-- Uraian Tugas --
Cetak tanpa perubahan bagian tulisan tentang teknologi dan pekerjaan yang dimulai dengan "Pekerjaan pada abad" dan berlanjut hingga "tersubtitute secara masif.".

-- Bagian Dokumen --
::::

Achmad Jumaydi. S.Pd. Gr
(SMPN 4 Cipongkor)
Melesatnya pertumbuhan teknologi di era 4.0 ini, memberikan konsekuensi pada tantangan hidup masyarakat, terutama pada sektor mata pencaharian. Beberapa pekerjaan mulai hilang dan tergantikan eksistensinya, Contohnya tukang semir sepatu, tukang reparasi paying, dan tukang patri. Banyak orang tidak memerlukan lagi jasa mereka, sehingga orang yang menjalani profesi tersebut, jarang terlihat batang hidungnya.
Pekerjaan pada abad 21 ini, bersifat lebih fleksibel dan tampak menembus batas-batas serta kaidah-kaidah yang selama ini membelenggu. Pekerjaan yang tersedia umumnya lebih bersifat multicultural, multidimensi, dan multinasional. Kemajuan zaman ini didukung dengan semakin meningkatnya masyarakat yang konsumtif, sehingga tuntutan hidup praktis, mudah, murah dan cepat mendorong percepatan dari teknologi itu sendiri. Semua yang terjadi telah berorientasi pada sebuah tuntutan kerja otomatis, karenanya peran manusia mulai tersubtitute secara masif.
Era industri yang belakangan digaungkan, semakin mendikotomi peran manusia dengan mesin. Segala bentuk pembangunan yang dilakukan, akan sepenuhnya menitikberatkan pada mekanisme kerja dari mesin. Seperti halnya mesin manufaktur yang menggantikan kerja buruh, atau mesin ATM yang mengambil peran teller bank. Manusia akan mengambil pekerjaan dari sisanya. Pekerjaan-pekerjaan yang secara teknis membutuhkan pendekatan secara insaniah dan sulit digantikan oleh robot yang akan bertahan di zaman itu. Salah satunya profesi guru.

::::

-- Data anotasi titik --

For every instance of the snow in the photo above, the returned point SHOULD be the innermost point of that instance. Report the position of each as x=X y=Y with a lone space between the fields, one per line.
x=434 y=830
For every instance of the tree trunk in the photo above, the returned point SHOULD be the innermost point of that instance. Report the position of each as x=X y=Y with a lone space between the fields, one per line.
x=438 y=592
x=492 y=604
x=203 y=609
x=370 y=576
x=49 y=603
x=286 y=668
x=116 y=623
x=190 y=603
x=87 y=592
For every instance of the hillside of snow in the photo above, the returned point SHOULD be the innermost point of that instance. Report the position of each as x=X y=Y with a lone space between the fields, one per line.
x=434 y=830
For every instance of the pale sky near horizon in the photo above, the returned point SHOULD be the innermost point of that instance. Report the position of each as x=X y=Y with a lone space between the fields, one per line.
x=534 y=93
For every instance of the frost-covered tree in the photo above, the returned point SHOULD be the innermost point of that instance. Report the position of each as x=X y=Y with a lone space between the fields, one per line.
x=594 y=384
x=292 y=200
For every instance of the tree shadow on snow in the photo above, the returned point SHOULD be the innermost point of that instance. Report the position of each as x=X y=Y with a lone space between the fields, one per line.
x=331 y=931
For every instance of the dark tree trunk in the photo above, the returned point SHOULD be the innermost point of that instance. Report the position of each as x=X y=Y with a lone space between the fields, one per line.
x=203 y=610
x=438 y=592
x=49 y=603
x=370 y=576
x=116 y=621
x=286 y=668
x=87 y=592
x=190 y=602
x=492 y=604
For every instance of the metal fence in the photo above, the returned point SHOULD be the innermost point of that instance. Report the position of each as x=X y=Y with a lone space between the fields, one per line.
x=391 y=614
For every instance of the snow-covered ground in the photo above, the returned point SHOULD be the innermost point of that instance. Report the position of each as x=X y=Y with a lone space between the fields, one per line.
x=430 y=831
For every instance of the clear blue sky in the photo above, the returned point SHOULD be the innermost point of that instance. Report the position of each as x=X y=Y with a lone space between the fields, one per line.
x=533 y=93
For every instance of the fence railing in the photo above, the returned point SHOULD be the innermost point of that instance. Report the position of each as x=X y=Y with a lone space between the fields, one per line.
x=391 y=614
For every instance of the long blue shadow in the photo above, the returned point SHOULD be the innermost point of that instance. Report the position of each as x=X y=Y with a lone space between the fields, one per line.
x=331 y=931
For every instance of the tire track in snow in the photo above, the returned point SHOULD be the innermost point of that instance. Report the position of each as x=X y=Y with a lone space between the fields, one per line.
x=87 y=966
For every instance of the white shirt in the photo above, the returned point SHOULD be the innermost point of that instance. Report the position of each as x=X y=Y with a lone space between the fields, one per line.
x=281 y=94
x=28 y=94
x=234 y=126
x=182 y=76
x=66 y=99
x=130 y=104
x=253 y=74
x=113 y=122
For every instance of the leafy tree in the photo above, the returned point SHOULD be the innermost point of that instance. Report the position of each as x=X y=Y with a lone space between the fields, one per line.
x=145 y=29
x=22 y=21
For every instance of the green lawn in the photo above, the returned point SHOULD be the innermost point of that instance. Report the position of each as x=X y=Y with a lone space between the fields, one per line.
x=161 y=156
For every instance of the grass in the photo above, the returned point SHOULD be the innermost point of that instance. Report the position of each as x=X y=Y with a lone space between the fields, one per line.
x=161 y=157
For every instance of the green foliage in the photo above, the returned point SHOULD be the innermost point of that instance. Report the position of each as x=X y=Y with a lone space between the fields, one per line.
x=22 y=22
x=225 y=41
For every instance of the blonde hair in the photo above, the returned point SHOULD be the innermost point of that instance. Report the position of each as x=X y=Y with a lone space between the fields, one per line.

::::

-- Jawaban --
Pekerjaan pada abad 21 ini, bersifat lebih fleksibel dan tampak menembus batas-batas serta kaidah-kaidah yang selama ini membelenggu. Pekerjaan yang tersedia umumnya lebih bersifat multicultural, multidimensi, dan multinasional. Kemajuan zaman ini didukung dengan semakin meningkatnya masyarakat yang konsumtif, sehingga tuntutan hidup praktis, mudah, murah dan cepat mendorong percepatan dari teknologi itu sendiri. Semua yang terjadi telah berorientasi pada sebuah tuntutan kerja otomatis, karenanya peran manusia mulai tersubtitute secara masif.